[Available records]
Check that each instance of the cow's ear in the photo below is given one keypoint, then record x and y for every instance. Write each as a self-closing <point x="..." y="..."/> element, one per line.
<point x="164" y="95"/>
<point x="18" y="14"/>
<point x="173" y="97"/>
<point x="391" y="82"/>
[/Available records]
### Work to be completed:
Write out the entries above once more, without altering anything.

### Your solution:
Check that each instance of the cow's ear in the photo below is given one keypoint, then record x and y for every instance. Write each as a self-closing <point x="..." y="..."/> element, one per line.
<point x="164" y="95"/>
<point x="18" y="14"/>
<point x="173" y="97"/>
<point x="391" y="82"/>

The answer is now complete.